Memphis College of Art (MCA) was a private art college in Memphis, Tennessee. It was in Overton Park, adjacent to the Memphis Brooks Museum of Art. It offered Bachelor of Fine Arts, Master of Fine Arts, Master of Arts in Art Education and Master of Arts in Teaching degrees. However, it faced significant financial challenges and closed in the spring of 2020.

== History ==
The college opened on October 5, 1936, and was once housed in the James Lee House in Victorian Village. When the college opened, it was originally named the Memphis Academy of Art. Before becoming an independent college, it was initially named the James Lee Memorial Academy of Art and was funded by the Memphis Art Association. Their independence was declared after a dispute with the Memphis Art Association's director, Florence M. McIntyre, who disapproved of their acceptance of modernism. The school then officially opened as the Mid-South School of Fine Arts, soon renamed as the Memphis Academy of Art.

From 1959 until its closing, the main building of the college was Rust Hall in Overton Park, an award-winning example of mid-century architecture designed by Roy Harrover with his company, Harrover & Mann. In its opening, the college hired a total of eleven African American teachers, despite the pervasiveness of racial discrimination nationally in 1961. Later, the position of the Memphis Academy of Art's first president was assigned to Dr. Jameson M. Jones, in 1976. Under new leadership, a milestone was reached when computer technology was merged with art by new Academy president John S. Slorp in 1982. Three years later, the Academy was renamed the Memphis College of Art.

The MCA continued to expand with graduate programs starting in 1987, new student housing in 1992, and a graduate center in 1998. Following these expansions came the addition of the Metz Hall, named after Charles B. Metz and paid for by his family's donation of $1,000,000 to the college. Then, the Nesin Graduate School was created in 2010, offering the Master of Arts Education, Master of Arts in Teaching, and Master in Fine Arts programs. Soon after, the Memphis College of Art reached its end on May 9, 2020, with its final Commencement Ceremony.

===Closure===
After 84 years of holding classes, the Memphis College of Art closed in May 2020. They were forced to close after facing debt and declined enrollment. The college stated that they had no future plans for fixing their troubling financial situation and the Board of Directors of the Memphis College of Art had to ultimately vote against keeping the college open. This decision was made in October 2017 as the college began preparing for their closure.

■ **Action item**:
In the Memphis College of Art text, please condense the paragraph beginning "The MCA continued to expand" into a short bulleted list that keeps its main facts. The records that come next have nothing to do with this text.

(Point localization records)
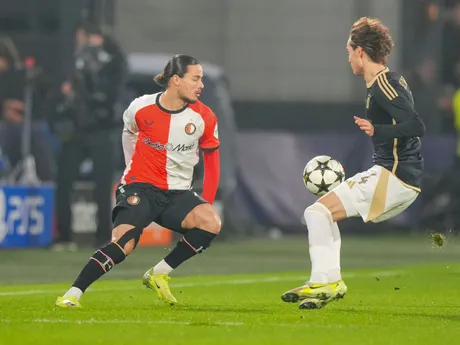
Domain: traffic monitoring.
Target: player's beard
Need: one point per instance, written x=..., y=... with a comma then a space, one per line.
x=188, y=100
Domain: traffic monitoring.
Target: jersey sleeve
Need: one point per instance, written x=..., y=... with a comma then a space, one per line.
x=129, y=117
x=393, y=98
x=210, y=138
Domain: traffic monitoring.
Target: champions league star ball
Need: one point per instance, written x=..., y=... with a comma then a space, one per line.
x=322, y=174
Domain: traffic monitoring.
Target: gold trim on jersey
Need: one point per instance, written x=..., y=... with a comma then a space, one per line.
x=379, y=198
x=386, y=87
x=385, y=70
x=395, y=152
x=408, y=185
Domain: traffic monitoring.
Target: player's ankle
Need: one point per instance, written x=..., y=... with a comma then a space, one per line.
x=334, y=276
x=162, y=268
x=74, y=292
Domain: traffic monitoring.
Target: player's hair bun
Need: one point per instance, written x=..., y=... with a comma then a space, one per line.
x=161, y=80
x=177, y=65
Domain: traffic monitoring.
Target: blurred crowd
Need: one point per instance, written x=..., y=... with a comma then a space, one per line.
x=70, y=120
x=433, y=64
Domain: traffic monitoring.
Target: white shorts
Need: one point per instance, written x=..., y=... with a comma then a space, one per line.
x=375, y=195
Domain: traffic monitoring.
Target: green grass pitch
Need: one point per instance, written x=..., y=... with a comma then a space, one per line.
x=401, y=291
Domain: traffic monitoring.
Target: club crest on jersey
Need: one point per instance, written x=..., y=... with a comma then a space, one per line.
x=133, y=200
x=190, y=128
x=368, y=101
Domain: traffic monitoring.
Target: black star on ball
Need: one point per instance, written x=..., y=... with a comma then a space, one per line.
x=322, y=187
x=322, y=166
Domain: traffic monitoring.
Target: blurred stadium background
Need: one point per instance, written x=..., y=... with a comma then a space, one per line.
x=276, y=76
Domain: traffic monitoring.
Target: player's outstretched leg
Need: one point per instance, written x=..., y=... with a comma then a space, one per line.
x=203, y=224
x=325, y=283
x=125, y=238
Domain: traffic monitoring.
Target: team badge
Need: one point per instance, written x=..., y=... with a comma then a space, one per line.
x=190, y=128
x=133, y=200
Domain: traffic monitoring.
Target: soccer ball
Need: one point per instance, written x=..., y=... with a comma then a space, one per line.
x=322, y=174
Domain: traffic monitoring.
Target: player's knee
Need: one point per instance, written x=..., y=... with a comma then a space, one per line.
x=210, y=221
x=126, y=236
x=316, y=208
x=203, y=217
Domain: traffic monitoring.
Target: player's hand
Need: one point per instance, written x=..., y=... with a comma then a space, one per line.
x=364, y=125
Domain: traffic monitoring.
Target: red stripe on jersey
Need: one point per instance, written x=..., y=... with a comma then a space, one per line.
x=149, y=159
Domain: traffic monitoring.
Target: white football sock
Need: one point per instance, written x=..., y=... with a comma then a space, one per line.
x=74, y=292
x=319, y=222
x=162, y=268
x=334, y=272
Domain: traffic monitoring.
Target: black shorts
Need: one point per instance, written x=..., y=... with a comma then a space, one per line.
x=140, y=204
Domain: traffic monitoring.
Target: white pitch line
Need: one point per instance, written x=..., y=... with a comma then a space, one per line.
x=171, y=322
x=202, y=284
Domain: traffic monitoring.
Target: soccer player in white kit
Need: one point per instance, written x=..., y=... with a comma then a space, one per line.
x=381, y=192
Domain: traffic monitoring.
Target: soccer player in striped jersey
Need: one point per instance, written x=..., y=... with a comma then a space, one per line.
x=383, y=191
x=161, y=137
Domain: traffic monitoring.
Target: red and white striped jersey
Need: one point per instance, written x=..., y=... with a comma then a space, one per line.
x=161, y=146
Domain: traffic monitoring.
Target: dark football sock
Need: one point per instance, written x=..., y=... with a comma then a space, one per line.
x=102, y=261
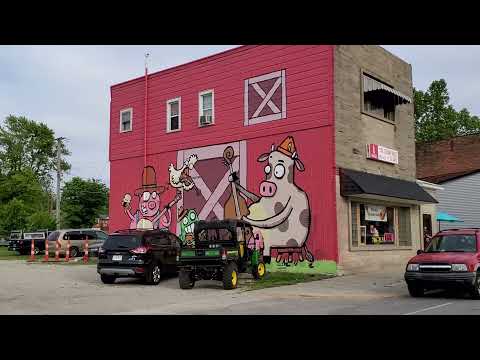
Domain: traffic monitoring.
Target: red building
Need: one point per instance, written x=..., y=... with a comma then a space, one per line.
x=268, y=110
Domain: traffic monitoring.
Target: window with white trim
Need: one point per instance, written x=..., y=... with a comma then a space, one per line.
x=174, y=116
x=376, y=226
x=126, y=116
x=206, y=108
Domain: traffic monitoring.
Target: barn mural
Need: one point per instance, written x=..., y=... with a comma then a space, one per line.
x=211, y=183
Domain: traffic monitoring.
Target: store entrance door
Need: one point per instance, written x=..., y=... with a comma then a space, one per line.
x=427, y=229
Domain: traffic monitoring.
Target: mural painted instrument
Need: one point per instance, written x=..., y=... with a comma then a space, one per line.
x=236, y=206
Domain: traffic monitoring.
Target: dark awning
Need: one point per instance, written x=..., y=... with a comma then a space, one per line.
x=361, y=183
x=370, y=84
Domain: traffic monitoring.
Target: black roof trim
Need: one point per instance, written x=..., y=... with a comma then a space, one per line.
x=354, y=182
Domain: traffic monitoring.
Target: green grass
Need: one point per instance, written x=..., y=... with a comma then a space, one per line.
x=13, y=255
x=318, y=267
x=283, y=278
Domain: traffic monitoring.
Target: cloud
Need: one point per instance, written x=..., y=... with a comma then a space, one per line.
x=68, y=87
x=457, y=64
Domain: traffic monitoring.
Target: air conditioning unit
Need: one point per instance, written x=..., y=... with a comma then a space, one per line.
x=205, y=120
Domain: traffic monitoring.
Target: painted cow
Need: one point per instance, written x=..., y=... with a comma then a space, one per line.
x=282, y=212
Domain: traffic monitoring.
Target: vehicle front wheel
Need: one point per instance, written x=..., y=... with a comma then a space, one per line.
x=259, y=271
x=108, y=279
x=230, y=276
x=475, y=291
x=185, y=279
x=153, y=274
x=416, y=291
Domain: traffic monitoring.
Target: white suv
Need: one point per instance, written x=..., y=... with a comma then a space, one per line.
x=77, y=240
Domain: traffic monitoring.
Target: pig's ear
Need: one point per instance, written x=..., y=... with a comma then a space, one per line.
x=299, y=165
x=263, y=157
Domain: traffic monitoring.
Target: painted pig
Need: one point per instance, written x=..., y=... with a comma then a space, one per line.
x=282, y=212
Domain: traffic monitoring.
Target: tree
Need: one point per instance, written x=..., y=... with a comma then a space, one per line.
x=21, y=196
x=436, y=119
x=26, y=144
x=41, y=220
x=83, y=201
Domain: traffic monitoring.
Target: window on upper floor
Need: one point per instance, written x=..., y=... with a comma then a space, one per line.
x=380, y=99
x=126, y=120
x=206, y=108
x=174, y=122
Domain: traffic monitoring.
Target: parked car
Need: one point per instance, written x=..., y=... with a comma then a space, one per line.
x=22, y=243
x=77, y=240
x=451, y=260
x=94, y=249
x=222, y=249
x=136, y=253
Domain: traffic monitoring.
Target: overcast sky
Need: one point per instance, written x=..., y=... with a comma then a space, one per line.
x=68, y=87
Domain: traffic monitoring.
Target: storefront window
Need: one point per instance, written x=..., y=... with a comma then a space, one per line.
x=379, y=225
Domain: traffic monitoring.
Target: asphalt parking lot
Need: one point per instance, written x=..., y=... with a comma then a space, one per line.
x=76, y=289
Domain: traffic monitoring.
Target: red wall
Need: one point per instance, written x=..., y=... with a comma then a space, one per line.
x=309, y=94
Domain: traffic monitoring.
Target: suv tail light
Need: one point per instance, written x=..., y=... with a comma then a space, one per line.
x=140, y=250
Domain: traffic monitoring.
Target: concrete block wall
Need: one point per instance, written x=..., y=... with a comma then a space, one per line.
x=353, y=130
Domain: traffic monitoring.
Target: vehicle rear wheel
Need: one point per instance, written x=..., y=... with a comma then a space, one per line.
x=185, y=279
x=259, y=271
x=230, y=276
x=154, y=274
x=73, y=252
x=415, y=290
x=475, y=291
x=108, y=279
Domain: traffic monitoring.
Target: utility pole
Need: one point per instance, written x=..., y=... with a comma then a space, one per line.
x=59, y=178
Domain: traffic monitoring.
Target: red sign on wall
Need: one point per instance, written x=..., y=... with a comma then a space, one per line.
x=381, y=153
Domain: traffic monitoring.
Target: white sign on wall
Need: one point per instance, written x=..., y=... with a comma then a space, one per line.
x=381, y=153
x=375, y=213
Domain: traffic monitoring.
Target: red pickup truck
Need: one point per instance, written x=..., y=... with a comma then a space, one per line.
x=451, y=259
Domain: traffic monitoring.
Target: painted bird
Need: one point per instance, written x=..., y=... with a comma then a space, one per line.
x=180, y=178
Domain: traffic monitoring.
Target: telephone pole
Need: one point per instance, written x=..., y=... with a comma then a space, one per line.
x=59, y=178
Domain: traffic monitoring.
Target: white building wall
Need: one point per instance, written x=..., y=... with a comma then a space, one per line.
x=461, y=198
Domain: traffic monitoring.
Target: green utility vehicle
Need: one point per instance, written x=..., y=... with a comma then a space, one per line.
x=222, y=249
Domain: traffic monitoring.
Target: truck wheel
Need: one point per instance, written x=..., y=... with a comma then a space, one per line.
x=154, y=274
x=230, y=276
x=185, y=279
x=475, y=291
x=415, y=290
x=259, y=271
x=107, y=279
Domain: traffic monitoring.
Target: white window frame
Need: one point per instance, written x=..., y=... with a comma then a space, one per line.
x=179, y=100
x=130, y=110
x=200, y=106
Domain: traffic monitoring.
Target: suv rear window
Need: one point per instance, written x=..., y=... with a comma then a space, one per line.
x=53, y=236
x=453, y=243
x=122, y=242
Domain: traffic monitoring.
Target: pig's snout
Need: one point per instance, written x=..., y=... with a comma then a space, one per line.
x=268, y=189
x=152, y=205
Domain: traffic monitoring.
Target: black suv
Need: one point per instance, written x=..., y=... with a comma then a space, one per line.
x=136, y=253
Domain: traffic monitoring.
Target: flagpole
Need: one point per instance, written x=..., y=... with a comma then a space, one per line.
x=145, y=113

■ **Written answer**:
- 1987: graduate programs began
- 1992: new student housing opened
- 1998: a graduate center was added
- Metz Hall followed, named after Charles B. Metz and paid for by his family's $1,000,000 donation
- 2010: the Nesin Graduate School was created, offering the Master of Arts Education, Master of Arts in Teaching, and Master in Fine Arts programs
- May 9, 2020: the college ended with its final Commencement Ceremony